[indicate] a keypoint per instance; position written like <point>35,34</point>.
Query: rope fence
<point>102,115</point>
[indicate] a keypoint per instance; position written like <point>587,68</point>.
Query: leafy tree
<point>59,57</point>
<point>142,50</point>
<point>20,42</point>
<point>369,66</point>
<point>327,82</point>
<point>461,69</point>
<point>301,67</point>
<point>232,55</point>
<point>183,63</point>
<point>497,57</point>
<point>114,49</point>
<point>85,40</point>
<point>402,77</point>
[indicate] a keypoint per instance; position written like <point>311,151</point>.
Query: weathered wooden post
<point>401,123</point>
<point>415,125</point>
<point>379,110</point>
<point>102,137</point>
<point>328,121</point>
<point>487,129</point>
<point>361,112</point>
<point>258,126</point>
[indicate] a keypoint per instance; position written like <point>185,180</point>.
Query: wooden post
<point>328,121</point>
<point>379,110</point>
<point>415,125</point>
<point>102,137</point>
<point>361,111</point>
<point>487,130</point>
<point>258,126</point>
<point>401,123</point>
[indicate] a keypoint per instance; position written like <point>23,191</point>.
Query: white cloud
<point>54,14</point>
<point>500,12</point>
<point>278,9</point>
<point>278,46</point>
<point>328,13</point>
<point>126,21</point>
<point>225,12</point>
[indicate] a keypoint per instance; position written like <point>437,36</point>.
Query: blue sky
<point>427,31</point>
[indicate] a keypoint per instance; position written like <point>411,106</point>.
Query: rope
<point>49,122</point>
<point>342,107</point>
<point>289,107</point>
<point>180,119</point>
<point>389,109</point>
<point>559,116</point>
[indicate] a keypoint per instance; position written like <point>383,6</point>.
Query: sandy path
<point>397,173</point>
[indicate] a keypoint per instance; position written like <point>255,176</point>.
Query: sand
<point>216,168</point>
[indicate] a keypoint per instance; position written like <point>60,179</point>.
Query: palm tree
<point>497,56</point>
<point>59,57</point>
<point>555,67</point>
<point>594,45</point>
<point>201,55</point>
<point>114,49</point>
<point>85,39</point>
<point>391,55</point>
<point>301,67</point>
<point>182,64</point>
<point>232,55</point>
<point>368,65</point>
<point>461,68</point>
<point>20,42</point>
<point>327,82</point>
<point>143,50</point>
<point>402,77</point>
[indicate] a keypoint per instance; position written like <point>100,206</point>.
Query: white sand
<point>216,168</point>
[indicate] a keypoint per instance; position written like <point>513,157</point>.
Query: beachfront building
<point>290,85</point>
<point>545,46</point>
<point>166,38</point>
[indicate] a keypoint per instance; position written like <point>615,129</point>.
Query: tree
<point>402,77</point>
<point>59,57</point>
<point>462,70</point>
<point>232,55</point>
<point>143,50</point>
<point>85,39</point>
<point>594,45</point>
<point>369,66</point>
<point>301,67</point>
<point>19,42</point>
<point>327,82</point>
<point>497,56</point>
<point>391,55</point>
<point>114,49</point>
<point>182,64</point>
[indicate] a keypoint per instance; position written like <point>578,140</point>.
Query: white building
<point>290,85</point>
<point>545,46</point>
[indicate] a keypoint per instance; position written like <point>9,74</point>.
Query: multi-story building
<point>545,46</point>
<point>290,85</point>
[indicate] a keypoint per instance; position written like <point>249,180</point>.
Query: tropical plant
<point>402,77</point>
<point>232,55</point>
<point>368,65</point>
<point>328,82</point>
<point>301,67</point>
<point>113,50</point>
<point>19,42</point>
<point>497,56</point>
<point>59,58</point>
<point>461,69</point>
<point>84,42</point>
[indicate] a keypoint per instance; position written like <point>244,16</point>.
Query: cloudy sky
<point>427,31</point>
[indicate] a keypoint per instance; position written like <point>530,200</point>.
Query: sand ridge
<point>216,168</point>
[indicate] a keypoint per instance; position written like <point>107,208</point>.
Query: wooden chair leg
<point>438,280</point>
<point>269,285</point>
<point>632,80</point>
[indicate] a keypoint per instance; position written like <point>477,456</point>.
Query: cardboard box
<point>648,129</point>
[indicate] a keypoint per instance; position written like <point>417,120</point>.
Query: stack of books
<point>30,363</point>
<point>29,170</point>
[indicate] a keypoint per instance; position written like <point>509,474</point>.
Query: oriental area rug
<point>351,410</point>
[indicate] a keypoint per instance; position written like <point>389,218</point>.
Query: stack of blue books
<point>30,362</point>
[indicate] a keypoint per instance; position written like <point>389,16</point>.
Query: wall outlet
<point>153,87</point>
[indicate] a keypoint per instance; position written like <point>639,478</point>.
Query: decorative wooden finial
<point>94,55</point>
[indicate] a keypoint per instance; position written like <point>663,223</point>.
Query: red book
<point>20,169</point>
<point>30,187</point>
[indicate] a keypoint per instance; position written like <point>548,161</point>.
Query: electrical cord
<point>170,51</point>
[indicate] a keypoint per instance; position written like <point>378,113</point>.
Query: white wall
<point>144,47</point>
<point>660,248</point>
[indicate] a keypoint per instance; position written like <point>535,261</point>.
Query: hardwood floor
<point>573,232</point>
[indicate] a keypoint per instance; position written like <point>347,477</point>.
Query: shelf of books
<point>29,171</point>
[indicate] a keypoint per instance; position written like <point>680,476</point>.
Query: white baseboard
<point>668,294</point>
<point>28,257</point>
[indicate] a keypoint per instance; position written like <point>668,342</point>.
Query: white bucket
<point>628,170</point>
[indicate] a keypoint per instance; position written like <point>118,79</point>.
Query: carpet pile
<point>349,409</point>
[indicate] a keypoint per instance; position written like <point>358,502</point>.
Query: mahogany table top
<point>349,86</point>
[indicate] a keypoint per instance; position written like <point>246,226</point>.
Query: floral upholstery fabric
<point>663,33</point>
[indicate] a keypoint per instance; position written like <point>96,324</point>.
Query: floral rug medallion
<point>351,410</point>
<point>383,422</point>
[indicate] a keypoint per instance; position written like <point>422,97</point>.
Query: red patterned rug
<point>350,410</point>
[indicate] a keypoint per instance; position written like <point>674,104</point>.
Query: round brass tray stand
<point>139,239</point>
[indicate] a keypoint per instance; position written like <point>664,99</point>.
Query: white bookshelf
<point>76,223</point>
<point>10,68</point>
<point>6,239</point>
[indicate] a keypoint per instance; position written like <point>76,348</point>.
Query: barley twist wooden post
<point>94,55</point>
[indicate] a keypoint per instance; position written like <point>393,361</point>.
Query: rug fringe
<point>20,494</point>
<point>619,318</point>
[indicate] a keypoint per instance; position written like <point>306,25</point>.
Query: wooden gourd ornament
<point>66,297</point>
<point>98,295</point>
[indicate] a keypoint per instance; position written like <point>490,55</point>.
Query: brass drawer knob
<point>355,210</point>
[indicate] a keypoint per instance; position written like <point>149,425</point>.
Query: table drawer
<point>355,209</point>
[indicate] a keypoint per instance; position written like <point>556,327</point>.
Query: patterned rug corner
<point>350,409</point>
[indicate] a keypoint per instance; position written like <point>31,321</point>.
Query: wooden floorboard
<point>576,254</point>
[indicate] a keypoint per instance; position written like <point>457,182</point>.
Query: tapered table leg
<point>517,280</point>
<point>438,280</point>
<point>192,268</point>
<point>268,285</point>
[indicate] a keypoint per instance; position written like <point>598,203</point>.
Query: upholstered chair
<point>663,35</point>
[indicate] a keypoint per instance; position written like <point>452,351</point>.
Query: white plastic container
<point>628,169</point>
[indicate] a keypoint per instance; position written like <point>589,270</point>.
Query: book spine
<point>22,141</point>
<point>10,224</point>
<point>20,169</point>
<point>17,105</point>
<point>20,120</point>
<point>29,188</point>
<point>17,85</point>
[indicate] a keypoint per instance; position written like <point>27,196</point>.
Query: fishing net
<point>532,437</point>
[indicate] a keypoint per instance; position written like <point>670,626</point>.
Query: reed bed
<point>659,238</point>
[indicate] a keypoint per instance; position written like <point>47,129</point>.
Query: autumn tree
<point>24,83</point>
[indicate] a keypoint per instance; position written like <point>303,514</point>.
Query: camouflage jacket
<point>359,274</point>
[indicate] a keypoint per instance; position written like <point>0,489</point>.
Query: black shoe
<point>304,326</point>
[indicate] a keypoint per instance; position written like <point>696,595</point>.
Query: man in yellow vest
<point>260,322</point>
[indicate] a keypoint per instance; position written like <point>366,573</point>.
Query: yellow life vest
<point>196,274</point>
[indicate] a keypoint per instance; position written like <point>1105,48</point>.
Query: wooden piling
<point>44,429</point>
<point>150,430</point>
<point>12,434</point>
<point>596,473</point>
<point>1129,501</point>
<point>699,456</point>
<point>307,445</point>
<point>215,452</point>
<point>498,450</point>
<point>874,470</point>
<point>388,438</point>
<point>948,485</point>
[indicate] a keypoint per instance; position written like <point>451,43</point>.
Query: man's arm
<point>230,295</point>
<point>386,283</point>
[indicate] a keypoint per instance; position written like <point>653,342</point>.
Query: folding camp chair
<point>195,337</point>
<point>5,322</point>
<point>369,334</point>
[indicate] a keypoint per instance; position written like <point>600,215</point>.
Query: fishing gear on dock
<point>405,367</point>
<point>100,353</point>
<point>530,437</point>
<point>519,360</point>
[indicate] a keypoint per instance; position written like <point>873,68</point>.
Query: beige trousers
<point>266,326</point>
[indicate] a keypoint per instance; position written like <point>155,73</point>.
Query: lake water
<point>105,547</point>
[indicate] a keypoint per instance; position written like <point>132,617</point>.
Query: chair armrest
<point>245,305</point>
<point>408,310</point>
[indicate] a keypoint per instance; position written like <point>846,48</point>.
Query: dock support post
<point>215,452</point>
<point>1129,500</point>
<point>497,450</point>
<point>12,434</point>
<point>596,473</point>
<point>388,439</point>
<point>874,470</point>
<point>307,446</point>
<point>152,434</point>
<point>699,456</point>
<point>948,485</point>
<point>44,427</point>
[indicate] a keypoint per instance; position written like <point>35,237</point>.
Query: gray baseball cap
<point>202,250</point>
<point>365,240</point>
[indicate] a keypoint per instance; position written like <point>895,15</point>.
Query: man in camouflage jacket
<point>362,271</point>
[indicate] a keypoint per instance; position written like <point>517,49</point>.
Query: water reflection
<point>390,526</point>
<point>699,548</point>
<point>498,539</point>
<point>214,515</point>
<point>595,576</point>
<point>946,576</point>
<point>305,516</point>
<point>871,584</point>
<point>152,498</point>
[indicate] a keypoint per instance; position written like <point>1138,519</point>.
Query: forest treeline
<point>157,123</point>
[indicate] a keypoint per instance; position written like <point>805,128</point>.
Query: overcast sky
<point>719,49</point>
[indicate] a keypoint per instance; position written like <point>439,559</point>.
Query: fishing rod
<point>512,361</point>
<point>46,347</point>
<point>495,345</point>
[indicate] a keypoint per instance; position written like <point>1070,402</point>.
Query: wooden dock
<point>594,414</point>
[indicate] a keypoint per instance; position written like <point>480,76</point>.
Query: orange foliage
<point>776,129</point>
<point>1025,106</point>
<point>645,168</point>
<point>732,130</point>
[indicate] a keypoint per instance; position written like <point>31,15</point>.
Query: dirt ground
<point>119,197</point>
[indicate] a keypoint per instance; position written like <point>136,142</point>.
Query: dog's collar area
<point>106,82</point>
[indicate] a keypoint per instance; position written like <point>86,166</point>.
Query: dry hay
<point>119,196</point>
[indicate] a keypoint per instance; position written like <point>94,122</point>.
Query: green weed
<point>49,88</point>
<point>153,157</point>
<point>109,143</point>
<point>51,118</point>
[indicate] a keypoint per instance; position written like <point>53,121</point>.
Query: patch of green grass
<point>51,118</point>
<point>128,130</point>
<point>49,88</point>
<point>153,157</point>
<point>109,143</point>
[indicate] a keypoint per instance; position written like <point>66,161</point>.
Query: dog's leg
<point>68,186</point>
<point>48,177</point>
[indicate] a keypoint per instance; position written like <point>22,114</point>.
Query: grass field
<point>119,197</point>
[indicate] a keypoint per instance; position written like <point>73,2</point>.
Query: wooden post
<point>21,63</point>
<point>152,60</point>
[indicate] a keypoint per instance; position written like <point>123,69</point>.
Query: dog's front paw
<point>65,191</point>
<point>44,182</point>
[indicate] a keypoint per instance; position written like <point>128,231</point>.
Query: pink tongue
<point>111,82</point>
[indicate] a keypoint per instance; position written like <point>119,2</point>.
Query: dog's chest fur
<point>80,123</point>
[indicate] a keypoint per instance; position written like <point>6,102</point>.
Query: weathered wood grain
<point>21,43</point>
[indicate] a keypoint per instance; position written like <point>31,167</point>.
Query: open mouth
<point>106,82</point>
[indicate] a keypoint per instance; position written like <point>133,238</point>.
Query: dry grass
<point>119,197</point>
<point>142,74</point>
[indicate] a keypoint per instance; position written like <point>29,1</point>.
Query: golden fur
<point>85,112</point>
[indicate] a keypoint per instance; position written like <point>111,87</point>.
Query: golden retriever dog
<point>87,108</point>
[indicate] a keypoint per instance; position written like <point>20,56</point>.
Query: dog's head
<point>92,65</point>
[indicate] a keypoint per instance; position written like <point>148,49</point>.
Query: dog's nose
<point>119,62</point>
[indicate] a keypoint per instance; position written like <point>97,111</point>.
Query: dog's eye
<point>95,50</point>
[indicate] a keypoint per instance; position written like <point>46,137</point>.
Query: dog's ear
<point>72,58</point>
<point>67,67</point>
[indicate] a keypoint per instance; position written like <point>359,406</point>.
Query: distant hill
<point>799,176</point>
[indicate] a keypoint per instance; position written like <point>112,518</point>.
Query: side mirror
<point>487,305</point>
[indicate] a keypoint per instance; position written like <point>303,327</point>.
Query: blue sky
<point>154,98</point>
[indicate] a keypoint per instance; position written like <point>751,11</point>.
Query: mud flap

────────────────────────────────────────

> _TO DO_
Return the lines above, starting at the one that contains "written like <point>303,327</point>." and running through the last, exactly as they appear, with no extra lines.

> _SOLUTION_
[indicate] a keypoint per instance; position written like <point>303,327</point>.
Query: blue sky
<point>154,98</point>
[indicate] a keypoint per instance; position written like <point>751,11</point>.
Query: mud flap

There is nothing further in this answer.